* [AIM] Count how many lines of the material below contain the string "throw", treating case as significant. Reply with the number alone.

(Boundary labeling material)
--- start ---
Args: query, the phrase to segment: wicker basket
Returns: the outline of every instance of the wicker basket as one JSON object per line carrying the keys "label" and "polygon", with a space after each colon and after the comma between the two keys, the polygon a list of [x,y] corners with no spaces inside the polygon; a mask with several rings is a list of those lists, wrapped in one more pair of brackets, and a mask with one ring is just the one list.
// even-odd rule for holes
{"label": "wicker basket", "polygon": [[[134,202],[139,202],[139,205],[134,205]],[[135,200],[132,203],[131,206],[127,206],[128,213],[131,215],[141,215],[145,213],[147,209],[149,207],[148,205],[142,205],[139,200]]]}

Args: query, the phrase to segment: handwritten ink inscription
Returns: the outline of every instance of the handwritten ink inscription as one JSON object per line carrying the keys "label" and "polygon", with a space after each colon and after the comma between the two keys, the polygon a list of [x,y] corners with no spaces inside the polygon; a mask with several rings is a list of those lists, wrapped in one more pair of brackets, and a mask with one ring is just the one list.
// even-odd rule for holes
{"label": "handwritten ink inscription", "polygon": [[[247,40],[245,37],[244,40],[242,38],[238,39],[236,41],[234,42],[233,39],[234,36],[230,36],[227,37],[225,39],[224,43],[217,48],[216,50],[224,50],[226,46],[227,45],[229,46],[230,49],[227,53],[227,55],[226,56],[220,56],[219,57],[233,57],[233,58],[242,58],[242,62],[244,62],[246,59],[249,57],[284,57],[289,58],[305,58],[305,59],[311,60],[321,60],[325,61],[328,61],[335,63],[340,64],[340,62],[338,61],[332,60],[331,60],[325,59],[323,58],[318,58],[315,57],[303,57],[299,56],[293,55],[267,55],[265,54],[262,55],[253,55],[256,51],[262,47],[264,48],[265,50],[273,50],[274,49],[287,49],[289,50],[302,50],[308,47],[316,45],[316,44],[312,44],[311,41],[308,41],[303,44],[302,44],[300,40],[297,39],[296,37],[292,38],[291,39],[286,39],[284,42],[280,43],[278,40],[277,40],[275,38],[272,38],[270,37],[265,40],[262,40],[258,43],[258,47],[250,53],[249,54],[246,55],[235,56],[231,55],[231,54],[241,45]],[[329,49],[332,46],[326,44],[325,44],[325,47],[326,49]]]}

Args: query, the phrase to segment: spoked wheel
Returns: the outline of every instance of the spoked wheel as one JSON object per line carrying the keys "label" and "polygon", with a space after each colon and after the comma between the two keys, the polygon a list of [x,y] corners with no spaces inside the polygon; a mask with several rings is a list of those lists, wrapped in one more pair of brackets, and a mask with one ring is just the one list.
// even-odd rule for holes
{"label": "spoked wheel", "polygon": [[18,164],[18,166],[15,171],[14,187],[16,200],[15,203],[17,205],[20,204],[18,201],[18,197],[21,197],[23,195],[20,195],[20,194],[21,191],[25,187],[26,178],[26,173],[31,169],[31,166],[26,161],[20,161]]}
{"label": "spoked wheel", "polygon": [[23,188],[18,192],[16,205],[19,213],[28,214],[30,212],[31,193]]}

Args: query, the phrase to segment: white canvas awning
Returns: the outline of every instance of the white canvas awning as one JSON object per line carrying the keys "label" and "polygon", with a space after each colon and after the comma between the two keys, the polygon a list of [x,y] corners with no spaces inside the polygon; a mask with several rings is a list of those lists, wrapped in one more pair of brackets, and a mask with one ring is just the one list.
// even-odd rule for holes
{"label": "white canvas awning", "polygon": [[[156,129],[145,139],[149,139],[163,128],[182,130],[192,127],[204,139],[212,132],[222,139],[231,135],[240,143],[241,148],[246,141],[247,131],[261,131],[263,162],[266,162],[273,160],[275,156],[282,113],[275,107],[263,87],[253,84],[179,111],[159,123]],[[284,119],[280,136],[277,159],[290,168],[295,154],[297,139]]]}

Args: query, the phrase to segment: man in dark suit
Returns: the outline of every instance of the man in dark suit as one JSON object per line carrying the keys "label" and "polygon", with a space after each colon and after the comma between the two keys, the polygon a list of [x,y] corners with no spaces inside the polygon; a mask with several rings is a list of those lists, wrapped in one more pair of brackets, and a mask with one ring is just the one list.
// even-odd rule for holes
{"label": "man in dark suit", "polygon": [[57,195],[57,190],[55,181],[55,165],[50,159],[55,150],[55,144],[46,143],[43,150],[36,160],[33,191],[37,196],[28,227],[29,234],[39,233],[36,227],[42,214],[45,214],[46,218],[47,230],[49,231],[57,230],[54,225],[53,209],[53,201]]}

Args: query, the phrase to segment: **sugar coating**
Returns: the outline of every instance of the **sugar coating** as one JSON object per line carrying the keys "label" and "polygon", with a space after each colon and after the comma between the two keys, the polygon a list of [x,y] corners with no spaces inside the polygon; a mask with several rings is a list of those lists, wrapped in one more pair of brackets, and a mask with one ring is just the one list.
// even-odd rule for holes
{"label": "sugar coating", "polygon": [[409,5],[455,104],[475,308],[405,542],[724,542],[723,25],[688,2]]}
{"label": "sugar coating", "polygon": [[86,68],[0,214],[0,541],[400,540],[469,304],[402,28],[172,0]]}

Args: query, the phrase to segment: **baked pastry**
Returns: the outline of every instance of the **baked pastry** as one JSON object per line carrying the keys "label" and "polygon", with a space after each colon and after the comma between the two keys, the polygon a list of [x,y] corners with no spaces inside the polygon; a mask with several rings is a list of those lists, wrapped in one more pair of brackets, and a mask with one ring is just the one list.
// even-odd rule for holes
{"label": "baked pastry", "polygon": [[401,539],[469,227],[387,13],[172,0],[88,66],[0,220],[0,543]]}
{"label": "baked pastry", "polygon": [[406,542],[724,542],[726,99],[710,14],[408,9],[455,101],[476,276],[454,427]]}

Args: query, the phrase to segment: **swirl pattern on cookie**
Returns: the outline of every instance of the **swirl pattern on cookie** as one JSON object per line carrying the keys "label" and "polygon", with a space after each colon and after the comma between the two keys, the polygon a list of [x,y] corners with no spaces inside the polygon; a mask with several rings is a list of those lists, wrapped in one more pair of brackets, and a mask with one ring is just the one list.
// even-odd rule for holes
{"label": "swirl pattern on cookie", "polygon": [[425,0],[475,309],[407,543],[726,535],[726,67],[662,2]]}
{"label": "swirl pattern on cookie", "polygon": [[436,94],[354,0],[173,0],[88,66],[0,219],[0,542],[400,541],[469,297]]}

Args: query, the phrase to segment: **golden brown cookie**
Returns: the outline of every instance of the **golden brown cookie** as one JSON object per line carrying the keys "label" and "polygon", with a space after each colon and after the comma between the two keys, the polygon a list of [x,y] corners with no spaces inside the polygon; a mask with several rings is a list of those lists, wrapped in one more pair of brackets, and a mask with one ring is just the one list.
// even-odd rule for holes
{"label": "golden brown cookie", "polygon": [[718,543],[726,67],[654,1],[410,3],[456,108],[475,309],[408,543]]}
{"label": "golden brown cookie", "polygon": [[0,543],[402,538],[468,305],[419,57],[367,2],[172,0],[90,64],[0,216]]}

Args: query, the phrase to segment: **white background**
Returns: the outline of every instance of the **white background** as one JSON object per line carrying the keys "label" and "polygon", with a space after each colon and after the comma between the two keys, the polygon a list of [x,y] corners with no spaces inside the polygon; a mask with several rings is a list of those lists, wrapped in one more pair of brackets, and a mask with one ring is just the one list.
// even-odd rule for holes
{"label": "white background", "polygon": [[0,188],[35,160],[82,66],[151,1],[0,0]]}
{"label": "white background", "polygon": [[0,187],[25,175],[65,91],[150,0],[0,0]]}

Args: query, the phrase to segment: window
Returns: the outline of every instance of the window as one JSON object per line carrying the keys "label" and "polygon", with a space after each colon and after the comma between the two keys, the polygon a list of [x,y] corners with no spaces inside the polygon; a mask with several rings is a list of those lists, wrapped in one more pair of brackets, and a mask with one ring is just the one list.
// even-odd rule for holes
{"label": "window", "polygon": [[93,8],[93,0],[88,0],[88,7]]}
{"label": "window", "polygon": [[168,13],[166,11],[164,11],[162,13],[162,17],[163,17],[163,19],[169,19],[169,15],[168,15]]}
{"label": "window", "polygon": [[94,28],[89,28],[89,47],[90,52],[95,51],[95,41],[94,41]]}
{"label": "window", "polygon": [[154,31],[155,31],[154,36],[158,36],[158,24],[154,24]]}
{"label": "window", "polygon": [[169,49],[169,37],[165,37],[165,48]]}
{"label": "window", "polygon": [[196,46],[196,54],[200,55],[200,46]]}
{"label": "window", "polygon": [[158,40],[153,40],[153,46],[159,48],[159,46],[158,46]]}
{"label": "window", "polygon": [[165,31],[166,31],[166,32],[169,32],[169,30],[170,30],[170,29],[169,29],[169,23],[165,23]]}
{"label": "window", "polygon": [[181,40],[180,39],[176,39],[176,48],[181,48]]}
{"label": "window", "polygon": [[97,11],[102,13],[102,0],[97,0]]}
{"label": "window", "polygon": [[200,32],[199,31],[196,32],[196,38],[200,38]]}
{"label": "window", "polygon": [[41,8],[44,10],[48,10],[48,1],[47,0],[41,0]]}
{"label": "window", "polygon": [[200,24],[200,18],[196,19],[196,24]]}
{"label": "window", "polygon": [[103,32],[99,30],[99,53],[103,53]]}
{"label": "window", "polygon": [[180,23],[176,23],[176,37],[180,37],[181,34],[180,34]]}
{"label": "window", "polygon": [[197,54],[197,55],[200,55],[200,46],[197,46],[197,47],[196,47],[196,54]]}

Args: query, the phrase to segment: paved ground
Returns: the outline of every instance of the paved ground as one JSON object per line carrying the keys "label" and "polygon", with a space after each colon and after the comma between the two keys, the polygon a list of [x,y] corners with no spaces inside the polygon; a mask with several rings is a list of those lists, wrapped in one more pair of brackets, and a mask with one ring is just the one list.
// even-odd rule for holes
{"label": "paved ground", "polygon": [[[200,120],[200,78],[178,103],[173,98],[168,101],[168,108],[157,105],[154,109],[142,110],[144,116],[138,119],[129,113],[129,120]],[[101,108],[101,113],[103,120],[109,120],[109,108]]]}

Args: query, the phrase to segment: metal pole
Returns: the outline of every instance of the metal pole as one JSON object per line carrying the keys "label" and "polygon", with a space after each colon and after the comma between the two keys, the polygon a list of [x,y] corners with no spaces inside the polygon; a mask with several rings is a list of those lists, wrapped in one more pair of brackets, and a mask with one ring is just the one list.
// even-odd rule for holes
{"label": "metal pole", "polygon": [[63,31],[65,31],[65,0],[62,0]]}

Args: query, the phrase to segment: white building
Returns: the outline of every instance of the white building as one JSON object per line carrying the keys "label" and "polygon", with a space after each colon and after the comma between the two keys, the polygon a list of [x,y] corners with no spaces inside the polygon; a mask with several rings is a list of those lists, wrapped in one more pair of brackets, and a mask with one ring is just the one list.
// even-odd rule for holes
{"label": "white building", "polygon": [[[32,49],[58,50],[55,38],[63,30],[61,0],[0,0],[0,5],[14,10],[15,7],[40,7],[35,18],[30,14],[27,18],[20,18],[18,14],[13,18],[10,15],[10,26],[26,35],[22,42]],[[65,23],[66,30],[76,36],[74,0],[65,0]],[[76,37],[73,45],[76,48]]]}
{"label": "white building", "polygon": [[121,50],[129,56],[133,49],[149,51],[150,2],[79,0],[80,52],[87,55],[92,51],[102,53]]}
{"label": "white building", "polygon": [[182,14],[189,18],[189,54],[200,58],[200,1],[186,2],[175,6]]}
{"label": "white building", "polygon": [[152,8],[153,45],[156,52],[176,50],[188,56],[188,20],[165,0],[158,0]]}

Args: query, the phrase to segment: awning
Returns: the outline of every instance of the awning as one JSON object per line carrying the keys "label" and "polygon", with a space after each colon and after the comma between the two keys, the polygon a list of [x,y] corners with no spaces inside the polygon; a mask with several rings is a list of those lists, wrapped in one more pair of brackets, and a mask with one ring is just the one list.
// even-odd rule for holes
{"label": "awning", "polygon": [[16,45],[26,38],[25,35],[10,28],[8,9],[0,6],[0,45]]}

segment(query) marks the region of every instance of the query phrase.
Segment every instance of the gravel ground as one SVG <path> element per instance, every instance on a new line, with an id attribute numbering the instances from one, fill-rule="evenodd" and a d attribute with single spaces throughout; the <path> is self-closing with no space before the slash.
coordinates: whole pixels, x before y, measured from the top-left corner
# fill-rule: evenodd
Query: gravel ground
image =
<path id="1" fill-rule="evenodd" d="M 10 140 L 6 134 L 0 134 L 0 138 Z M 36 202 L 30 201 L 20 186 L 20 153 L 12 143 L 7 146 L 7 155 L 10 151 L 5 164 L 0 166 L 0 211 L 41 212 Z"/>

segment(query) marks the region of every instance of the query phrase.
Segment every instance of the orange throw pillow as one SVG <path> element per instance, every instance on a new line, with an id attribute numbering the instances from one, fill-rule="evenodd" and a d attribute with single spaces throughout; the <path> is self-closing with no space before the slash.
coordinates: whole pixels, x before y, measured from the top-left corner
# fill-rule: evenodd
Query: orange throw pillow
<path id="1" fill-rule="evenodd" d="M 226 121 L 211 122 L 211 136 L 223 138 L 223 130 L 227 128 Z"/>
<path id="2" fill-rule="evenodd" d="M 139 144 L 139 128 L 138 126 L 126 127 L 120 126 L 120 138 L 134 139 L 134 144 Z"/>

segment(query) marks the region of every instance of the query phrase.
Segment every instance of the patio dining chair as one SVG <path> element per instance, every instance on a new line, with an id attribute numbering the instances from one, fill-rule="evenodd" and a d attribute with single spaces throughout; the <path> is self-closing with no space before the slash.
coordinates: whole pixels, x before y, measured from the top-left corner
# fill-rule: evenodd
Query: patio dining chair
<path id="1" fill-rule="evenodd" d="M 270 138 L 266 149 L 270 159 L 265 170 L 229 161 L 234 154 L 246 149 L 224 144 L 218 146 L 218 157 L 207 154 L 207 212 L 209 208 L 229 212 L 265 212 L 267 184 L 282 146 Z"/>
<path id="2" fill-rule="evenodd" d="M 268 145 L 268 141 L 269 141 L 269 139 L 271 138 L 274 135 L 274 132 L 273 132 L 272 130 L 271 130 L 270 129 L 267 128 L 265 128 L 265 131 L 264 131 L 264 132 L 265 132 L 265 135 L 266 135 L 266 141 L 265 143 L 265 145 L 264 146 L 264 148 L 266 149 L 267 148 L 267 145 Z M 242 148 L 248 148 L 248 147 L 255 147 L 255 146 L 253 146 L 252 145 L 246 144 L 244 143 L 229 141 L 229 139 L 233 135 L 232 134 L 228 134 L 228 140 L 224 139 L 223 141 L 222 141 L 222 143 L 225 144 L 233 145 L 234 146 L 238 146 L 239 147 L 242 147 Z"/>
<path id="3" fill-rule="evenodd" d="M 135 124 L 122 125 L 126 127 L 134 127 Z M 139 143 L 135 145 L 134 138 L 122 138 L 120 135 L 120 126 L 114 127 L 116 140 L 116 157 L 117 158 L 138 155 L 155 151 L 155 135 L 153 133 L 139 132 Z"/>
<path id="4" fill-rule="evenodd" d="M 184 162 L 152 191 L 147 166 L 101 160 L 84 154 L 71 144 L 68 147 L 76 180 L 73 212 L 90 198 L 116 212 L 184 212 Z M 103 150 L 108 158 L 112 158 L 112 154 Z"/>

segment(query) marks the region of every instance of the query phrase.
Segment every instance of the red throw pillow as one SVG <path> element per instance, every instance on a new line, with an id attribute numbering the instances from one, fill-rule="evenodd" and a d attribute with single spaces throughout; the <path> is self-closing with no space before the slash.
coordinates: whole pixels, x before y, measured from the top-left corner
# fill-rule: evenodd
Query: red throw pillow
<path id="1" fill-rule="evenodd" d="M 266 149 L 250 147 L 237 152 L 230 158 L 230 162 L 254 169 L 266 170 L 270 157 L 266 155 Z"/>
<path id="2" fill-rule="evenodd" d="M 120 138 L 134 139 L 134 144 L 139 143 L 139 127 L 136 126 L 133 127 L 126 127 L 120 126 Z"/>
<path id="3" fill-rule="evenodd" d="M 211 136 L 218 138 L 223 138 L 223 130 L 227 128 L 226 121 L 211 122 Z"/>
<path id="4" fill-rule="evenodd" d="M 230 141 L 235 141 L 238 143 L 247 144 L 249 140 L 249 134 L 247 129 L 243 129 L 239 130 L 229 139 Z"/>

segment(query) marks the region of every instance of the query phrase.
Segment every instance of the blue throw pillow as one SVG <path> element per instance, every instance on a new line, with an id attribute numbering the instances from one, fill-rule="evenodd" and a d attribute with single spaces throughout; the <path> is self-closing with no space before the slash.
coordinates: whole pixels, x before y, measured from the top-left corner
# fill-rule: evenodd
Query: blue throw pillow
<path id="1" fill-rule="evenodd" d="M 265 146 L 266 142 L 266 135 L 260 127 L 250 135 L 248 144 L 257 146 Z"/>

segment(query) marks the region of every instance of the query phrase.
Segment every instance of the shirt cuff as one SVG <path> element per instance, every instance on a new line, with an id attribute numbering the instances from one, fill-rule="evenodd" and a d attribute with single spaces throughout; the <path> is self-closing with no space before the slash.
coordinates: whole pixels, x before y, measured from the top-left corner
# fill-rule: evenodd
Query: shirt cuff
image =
--- end ---
* [REPLY TO THE TASK] 6